WHAT TO PRODUCE:
Some lines in the listing hold the word "butterfly". Return each of them.

GIVEN DATA:
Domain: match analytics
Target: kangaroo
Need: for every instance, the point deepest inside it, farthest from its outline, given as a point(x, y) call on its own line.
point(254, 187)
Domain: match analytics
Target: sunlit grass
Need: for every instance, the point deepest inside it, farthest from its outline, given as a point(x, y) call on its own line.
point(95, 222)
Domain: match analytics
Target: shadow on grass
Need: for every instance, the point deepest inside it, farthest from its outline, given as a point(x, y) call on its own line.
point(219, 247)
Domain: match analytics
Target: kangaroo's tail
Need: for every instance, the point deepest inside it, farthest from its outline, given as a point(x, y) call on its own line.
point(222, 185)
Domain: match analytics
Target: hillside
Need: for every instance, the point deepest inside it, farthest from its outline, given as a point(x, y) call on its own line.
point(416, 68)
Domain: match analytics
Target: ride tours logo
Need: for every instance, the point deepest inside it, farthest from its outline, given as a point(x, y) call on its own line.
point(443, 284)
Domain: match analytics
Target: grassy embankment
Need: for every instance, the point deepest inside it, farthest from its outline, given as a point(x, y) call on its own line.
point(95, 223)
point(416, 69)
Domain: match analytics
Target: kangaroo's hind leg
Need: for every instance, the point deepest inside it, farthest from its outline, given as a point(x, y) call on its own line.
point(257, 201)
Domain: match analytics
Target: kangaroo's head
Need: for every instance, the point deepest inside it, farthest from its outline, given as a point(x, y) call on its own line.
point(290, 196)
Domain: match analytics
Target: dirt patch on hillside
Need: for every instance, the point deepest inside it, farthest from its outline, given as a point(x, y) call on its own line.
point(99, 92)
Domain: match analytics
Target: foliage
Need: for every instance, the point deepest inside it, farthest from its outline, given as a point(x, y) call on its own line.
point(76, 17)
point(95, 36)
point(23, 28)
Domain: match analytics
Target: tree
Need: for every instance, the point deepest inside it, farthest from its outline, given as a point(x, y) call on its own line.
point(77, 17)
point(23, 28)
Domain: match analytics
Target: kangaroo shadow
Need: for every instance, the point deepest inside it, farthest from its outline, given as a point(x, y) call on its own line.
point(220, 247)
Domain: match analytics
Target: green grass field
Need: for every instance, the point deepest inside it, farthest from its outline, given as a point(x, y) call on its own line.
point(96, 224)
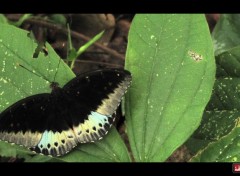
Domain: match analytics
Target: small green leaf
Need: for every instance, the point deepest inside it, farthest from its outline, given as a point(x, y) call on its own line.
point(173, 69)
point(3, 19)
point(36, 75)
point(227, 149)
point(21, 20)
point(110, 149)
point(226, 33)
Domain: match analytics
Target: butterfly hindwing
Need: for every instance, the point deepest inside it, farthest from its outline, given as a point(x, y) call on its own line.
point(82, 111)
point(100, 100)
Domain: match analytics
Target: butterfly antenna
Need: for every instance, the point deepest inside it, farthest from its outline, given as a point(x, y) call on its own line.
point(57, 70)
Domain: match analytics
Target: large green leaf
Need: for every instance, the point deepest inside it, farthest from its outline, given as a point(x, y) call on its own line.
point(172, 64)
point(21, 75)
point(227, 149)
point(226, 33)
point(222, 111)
---
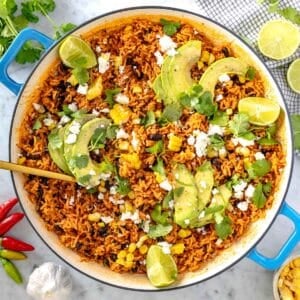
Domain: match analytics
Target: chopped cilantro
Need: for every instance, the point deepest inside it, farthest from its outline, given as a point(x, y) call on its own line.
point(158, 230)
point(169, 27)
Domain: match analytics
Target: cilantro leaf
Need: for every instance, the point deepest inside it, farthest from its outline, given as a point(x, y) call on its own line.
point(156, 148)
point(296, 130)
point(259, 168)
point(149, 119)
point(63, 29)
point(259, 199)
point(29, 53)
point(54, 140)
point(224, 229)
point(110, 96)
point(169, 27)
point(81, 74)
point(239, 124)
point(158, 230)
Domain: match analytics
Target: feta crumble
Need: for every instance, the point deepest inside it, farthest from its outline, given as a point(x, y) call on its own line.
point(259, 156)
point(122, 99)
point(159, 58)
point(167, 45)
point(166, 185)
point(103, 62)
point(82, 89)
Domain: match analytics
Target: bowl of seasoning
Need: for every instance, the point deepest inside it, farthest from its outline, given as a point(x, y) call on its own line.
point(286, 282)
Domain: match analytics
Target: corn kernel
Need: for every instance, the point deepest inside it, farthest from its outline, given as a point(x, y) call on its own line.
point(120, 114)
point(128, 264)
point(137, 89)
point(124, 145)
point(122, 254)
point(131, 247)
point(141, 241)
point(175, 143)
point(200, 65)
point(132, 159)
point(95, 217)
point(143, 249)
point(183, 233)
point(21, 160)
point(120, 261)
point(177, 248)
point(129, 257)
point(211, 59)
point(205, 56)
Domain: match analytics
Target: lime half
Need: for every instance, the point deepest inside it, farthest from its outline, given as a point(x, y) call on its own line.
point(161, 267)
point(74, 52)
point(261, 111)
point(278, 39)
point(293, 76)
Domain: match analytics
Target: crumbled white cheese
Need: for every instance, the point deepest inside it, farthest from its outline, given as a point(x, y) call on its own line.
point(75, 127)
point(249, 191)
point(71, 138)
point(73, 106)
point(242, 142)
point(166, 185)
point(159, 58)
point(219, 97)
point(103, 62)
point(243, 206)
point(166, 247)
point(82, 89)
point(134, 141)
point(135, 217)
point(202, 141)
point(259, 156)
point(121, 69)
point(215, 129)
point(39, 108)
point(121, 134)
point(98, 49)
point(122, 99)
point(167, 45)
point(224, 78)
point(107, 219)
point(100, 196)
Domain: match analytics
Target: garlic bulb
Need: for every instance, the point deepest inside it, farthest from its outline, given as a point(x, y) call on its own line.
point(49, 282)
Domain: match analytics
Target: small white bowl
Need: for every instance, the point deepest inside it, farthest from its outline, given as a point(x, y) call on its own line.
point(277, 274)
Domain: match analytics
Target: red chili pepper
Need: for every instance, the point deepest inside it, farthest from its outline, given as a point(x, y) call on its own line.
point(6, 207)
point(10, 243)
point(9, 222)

WORKED SOLUTION:
Target: butterfly hindwing
Target: butterfly antenna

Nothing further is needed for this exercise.